>> start
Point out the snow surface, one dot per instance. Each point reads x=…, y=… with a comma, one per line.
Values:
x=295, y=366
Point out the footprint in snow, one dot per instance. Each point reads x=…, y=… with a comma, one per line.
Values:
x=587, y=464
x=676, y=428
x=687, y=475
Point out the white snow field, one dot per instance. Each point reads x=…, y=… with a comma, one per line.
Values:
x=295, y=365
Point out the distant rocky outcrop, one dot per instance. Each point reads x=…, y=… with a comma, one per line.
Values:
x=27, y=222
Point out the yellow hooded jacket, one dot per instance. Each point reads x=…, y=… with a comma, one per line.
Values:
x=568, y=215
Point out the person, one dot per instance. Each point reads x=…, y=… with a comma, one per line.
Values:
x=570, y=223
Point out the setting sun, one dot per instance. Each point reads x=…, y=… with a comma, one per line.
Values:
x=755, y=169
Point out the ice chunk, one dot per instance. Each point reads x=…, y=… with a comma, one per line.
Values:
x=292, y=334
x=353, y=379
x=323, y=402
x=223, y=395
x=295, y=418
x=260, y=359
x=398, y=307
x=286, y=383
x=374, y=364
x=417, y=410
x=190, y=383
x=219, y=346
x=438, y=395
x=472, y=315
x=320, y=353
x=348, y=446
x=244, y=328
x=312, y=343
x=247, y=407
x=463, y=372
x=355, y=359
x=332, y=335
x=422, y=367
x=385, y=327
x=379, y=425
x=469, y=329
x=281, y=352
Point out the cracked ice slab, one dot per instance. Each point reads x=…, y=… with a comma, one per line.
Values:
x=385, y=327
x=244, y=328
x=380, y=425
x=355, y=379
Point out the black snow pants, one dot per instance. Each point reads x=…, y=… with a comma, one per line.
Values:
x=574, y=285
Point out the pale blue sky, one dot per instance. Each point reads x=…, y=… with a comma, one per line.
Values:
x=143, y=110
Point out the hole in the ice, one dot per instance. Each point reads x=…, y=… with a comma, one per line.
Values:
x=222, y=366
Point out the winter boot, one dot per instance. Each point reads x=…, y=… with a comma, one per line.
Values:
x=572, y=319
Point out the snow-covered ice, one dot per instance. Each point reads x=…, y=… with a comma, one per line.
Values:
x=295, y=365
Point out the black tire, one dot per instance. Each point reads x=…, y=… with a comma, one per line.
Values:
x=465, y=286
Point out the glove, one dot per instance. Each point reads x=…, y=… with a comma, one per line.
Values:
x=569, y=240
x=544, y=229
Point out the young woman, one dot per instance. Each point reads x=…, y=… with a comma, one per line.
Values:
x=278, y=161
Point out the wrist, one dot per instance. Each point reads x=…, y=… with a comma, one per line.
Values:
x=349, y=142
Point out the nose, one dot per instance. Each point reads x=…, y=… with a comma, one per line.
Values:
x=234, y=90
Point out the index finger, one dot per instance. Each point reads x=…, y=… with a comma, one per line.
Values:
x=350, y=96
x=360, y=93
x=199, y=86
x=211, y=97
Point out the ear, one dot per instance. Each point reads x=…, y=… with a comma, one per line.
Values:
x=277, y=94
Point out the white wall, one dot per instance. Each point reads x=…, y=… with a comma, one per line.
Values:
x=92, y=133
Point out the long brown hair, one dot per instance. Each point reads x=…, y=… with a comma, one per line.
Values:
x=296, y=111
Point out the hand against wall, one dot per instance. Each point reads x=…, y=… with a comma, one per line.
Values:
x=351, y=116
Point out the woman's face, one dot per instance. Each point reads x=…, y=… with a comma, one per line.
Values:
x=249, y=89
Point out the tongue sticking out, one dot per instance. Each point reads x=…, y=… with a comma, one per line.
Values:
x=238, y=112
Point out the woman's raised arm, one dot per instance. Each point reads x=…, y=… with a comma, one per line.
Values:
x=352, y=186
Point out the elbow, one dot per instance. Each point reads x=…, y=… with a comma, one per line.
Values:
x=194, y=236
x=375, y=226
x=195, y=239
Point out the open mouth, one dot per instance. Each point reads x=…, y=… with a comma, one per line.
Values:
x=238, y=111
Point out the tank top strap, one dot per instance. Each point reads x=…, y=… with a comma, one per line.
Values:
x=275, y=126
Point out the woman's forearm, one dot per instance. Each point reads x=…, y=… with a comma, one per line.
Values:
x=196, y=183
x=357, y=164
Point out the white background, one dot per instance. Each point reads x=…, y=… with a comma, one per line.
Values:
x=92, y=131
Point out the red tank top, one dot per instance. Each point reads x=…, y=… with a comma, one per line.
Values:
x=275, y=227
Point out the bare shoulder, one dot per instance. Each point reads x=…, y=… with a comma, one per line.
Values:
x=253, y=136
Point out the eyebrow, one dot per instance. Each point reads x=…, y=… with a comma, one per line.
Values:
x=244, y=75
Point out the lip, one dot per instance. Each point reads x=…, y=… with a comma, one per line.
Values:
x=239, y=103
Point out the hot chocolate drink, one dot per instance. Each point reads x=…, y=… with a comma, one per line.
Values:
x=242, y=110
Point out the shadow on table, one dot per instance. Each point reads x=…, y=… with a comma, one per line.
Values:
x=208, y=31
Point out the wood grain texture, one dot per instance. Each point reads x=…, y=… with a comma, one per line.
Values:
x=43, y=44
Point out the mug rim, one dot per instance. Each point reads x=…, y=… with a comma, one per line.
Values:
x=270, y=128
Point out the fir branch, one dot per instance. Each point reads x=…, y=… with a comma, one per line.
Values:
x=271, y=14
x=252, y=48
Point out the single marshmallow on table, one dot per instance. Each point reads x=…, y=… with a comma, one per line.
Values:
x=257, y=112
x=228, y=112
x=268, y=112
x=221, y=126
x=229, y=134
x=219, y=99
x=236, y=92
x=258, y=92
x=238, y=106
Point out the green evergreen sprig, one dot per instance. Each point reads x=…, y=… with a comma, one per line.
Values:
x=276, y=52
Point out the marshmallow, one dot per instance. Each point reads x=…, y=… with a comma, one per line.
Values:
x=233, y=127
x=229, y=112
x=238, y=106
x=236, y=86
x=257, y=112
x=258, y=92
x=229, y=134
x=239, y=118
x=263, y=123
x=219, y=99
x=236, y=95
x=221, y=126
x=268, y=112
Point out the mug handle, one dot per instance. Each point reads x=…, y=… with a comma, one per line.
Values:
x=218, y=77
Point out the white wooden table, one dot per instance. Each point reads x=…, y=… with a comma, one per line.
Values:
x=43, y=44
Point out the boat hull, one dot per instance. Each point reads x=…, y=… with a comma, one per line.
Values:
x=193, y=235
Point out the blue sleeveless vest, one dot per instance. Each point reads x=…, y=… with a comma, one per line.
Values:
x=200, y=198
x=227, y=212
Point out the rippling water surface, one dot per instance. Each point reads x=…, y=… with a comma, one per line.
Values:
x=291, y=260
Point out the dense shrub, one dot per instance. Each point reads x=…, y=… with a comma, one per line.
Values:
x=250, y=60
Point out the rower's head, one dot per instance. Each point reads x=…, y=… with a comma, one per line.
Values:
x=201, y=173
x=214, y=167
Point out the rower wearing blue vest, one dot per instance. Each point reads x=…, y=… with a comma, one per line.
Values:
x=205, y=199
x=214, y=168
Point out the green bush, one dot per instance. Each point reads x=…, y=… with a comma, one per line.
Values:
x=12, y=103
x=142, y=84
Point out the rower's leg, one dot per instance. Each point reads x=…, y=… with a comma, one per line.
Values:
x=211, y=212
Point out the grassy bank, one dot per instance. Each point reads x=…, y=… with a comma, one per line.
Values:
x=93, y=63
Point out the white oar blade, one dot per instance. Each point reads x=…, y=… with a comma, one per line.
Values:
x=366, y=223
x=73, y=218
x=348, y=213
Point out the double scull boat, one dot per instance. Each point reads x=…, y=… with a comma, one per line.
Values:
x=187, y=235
>> end
**Task brief**
Please copy the items again, starting at the line that contains "Point out the dense" and stopping after the line that contains "x=214, y=167". Keep every line in that stretch, and offset each coordinate in the answers by adding 60 to it.

**Finished answer**
Point out the dense shrub, one dot per instance. Each point reads x=…, y=… with a comma, one per line.
Values:
x=310, y=120
Point out the rower's head, one dot per instance. Each point reads x=…, y=… with a comma, one per line.
Values:
x=261, y=233
x=274, y=227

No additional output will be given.